A word-for-word repeat of the records below is what this calls for.

EXERCISE DATA:
━━━━━━━━━━
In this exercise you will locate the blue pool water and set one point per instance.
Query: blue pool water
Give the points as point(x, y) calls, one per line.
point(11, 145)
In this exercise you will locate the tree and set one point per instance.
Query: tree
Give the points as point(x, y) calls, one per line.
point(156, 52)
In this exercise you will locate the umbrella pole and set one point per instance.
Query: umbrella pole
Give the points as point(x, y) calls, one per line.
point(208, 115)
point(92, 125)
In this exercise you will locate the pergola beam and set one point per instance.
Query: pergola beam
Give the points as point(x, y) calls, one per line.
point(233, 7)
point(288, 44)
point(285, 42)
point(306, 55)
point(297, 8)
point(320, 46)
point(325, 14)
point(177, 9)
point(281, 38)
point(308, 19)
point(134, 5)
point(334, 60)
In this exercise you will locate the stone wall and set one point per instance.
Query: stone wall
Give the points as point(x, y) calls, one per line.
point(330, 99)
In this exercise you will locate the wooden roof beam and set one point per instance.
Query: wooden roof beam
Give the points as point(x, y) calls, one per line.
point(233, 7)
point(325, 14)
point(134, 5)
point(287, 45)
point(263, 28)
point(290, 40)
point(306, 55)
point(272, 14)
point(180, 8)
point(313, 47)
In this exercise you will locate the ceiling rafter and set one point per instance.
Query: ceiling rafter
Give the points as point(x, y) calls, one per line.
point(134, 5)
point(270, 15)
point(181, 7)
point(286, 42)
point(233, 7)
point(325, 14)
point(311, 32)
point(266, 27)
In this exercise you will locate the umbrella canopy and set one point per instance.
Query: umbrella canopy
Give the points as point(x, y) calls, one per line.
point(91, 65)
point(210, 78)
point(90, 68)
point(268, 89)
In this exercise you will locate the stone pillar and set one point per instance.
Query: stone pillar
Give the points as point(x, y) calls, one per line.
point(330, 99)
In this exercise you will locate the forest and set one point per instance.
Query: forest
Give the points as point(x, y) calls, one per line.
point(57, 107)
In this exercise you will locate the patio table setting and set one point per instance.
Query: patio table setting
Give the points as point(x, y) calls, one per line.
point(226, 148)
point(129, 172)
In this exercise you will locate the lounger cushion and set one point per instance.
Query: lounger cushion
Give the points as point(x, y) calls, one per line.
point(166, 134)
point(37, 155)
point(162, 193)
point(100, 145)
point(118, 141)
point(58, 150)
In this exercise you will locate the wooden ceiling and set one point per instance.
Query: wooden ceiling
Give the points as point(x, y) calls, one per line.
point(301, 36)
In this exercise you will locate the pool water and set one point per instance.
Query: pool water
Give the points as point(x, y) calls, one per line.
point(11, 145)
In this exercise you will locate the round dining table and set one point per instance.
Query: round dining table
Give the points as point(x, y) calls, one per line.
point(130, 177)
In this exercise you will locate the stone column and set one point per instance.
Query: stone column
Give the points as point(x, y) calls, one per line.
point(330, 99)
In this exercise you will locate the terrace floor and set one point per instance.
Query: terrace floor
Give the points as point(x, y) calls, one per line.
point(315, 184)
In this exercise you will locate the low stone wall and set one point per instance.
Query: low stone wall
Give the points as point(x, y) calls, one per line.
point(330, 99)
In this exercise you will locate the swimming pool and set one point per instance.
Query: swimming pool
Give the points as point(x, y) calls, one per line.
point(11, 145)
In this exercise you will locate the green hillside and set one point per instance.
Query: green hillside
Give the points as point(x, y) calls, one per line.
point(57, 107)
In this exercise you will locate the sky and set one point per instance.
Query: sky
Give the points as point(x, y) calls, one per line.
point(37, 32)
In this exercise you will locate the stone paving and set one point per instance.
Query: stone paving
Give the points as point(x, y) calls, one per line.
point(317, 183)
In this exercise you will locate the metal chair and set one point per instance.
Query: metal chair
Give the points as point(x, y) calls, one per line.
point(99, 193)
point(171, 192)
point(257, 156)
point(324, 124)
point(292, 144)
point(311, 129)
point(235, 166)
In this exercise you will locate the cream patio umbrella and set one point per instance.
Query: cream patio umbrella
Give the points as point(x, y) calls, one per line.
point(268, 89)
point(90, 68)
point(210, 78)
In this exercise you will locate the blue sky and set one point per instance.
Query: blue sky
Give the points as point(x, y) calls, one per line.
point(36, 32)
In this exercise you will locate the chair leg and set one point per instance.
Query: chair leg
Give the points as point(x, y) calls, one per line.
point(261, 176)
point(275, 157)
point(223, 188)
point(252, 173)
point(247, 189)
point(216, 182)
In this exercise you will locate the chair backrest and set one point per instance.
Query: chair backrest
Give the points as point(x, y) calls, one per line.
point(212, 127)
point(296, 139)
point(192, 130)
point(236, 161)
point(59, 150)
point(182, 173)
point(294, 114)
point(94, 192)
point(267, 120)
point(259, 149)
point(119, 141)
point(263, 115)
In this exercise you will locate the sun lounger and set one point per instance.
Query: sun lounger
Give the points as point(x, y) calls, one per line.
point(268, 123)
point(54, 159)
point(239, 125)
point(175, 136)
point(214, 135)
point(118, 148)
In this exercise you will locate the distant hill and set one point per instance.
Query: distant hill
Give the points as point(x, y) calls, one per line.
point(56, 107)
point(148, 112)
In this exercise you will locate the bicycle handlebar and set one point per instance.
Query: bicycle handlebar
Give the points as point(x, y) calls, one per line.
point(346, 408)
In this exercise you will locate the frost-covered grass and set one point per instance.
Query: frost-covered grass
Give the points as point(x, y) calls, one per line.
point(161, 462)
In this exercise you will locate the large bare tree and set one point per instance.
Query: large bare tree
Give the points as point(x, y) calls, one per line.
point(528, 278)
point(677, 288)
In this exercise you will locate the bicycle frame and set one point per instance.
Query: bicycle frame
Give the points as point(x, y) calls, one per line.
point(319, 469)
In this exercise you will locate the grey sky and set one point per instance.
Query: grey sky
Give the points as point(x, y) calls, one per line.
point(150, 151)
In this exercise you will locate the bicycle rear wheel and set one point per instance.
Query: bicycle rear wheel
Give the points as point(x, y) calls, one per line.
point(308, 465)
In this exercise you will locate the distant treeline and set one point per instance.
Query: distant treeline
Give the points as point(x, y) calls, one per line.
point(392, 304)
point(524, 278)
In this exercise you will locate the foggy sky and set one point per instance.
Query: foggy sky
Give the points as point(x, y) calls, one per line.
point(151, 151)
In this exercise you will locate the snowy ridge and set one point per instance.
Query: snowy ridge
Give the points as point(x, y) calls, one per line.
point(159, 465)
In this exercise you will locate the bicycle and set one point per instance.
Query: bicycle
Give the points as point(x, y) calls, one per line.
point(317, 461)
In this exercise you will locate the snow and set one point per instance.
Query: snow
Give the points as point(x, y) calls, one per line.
━━━━━━━━━━
WRITTEN RESPONSE:
In this exercise you will locate the blue pool water and set one point per instance.
Query: blue pool water
Give the points as point(x, y) calls, one per line.
point(11, 145)
In this exercise you will locate the tree and set one point per instance.
Query: tree
Give the points as point(x, y) calls, one per line.
point(156, 52)
In this exercise you will locate the umbrella pole and set one point per instance.
Query: umbrella pole
Give the points as point(x, y) calls, one per line.
point(208, 115)
point(92, 125)
In this exercise you will locate the pergola beam and set one point per instance.
Query: pergola beam
Give the points as point(x, y) calls, one per line.
point(233, 7)
point(288, 44)
point(285, 42)
point(306, 55)
point(297, 8)
point(320, 46)
point(325, 14)
point(177, 9)
point(281, 38)
point(308, 19)
point(134, 5)
point(334, 60)
In this exercise you will locate the stone wall and set one point per instance.
Query: stone wall
Give the points as point(x, y) calls, one per line.
point(330, 99)
In this exercise you will locate the wooden roof beam and set one point per instance.
Query: wooden roof beam
Give the points as point(x, y) calls, one per line.
point(233, 7)
point(325, 14)
point(134, 5)
point(287, 45)
point(263, 28)
point(290, 40)
point(306, 55)
point(272, 14)
point(180, 8)
point(313, 47)
In this exercise you will locate the ceiling rafter and set one point per instance.
Query: ceiling rafter
Give the points as point(x, y) calls, one per line.
point(134, 5)
point(270, 15)
point(181, 7)
point(286, 42)
point(233, 7)
point(325, 14)
point(311, 32)
point(266, 27)
In this exercise you will locate the umbrella canopy and set one point per instance.
Query: umbrella canopy
Give the points as point(x, y) calls, one per line.
point(91, 65)
point(210, 78)
point(90, 68)
point(268, 89)
In this exercise you will locate the stone pillar and set one point per instance.
Query: stone pillar
Give the points as point(x, y) calls, one per line.
point(330, 99)
In this exercise you will locate the forest and set one point per instance.
Query: forest
Give the points as point(x, y) calls, one per line.
point(57, 107)
In this exercise you will locate the patio table setting and set one point per instance.
Query: patio table setting
Give the points as point(x, y) calls, one per line.
point(226, 148)
point(129, 172)
In this exercise you will locate the lounger cushion and set one point per instance.
Query: lounger cushion
Give the points as point(x, y) calls, one per line.
point(166, 134)
point(37, 155)
point(162, 193)
point(100, 145)
point(118, 141)
point(58, 150)
In this exercise you will locate the wooden ceiling and set one point per instance.
Query: wooden ceiling
Give the points as point(x, y) calls, one per line.
point(301, 36)
In this exercise you will locate the pool water and set one point per instance.
Query: pool water
Give the points as point(x, y) calls, one per line.
point(11, 145)
In this exercise you will locate the round dining table and set one point per instance.
Query: round dining table
Give the points as point(x, y) calls, one per line.
point(130, 177)
In this exercise you will locate the stone column and set one point per instance.
Query: stone column
Give the points as point(x, y) calls, one per line.
point(330, 99)
In this exercise you will locate the terrace floor and set one point per instance.
Query: terrace floor
Give the points as point(x, y) calls, one per line.
point(315, 184)
In this exercise you will locate the low stone wall and set one point per instance.
Query: low stone wall
Give the points as point(x, y) calls, one per line.
point(330, 99)
In this exercise you will locate the swimming pool and set one point per instance.
Query: swimming pool
Give the points as point(x, y) calls, one per line.
point(11, 145)
In this exercise you will locate the green hillside and set one point per instance.
Query: green hillside
Give the points as point(x, y) calls, one per line.
point(57, 107)
In this exercise you will locate the sky and set one point per instance.
Query: sky
Give the points as point(x, y) calls, one per line.
point(37, 32)
In this exercise you will locate the stone paving and set one point per instance.
Query: stone paving
Give the points as point(x, y) calls, one per line.
point(317, 183)
In this exercise you will locate the metal chair and set one point per instance.
Query: metal chair
Give the points as point(x, y) calls, one per line.
point(99, 193)
point(171, 192)
point(257, 156)
point(324, 124)
point(292, 144)
point(311, 129)
point(235, 166)
In this exercise you will locate the cream patio umbrella and set one point per instance.
Query: cream patio umbrella
Give the points as point(x, y) calls, one per line.
point(268, 89)
point(90, 68)
point(210, 78)
In this exercise you will locate the blue sky and set one point per instance.
Query: blue sky
Give the points as point(x, y) calls, one per line.
point(36, 32)
In this exercise you will locate the chair leg and set one point per instance.
Query: chair leg
Give the points as point(x, y) calls, one per line.
point(261, 176)
point(275, 157)
point(223, 188)
point(252, 173)
point(247, 189)
point(216, 182)
In this exercise you will locate the chair backrest and set one point per instance.
Query: chair backrest
Give the points as point(x, y) calls, one per line.
point(212, 127)
point(296, 139)
point(192, 130)
point(236, 161)
point(59, 150)
point(182, 173)
point(294, 114)
point(94, 192)
point(267, 120)
point(259, 149)
point(119, 141)
point(263, 115)
In this exercise you will locate the sun lounger and set one point per instance.
Query: sun lounger
Give the points as point(x, y) calls, one per line.
point(268, 123)
point(54, 159)
point(239, 125)
point(175, 136)
point(214, 135)
point(118, 148)
In this exercise you will locate the distant hill and set one point per instance.
Query: distant hill
Give the points as point(x, y) calls, one per line.
point(56, 107)
point(148, 112)
In this exercise you will locate the bicycle handlebar and set one point per instance.
Query: bicycle handlebar
Give the points as point(x, y) calls, one per line.
point(346, 408)
In this exercise you will locate the frost-covered grass and set one point per instance.
Query: frost-covered grass
Give the points as point(x, y) calls, one per line.
point(161, 462)
In this exercise you will locate the large bare tree and set one point per instance.
Query: large bare tree
Give the points as point(x, y) calls, one per line.
point(528, 278)
point(677, 288)
In this exercise you will locate the bicycle frame and set one point per instance.
Query: bicycle frame
Give the points as point(x, y) calls, one per line.
point(319, 469)
In this exercise you will locate the grey sky and set one point per instance.
Query: grey sky
Give the points as point(x, y) calls, one per line.
point(150, 151)
In this exercise you will locate the bicycle rear wheel and set one point per instance.
Query: bicycle rear wheel
Give the points as point(x, y) calls, one per line.
point(308, 465)
In this exercise you will locate the distant treeline and set one point per instance.
Query: distant treeline
Give the points as point(x, y) calls, one per line.
point(392, 304)
point(524, 278)
In this exercise you will locate the foggy sky and set one point per instance.
Query: foggy sky
Give the points as point(x, y) calls, one per line.
point(151, 151)
In this exercise you will locate the snowy ridge and set one point per instance.
Query: snowy ridge
Give the points as point(x, y) calls, one per line.
point(159, 465)
In this exercise you will locate the bicycle and set one point per instance.
Query: bicycle
Give the points as point(x, y) calls, one per line.
point(317, 461)
In this exercise you will locate the snow and set one point per instance.
Query: snow
Give the points as point(x, y) calls, one per line.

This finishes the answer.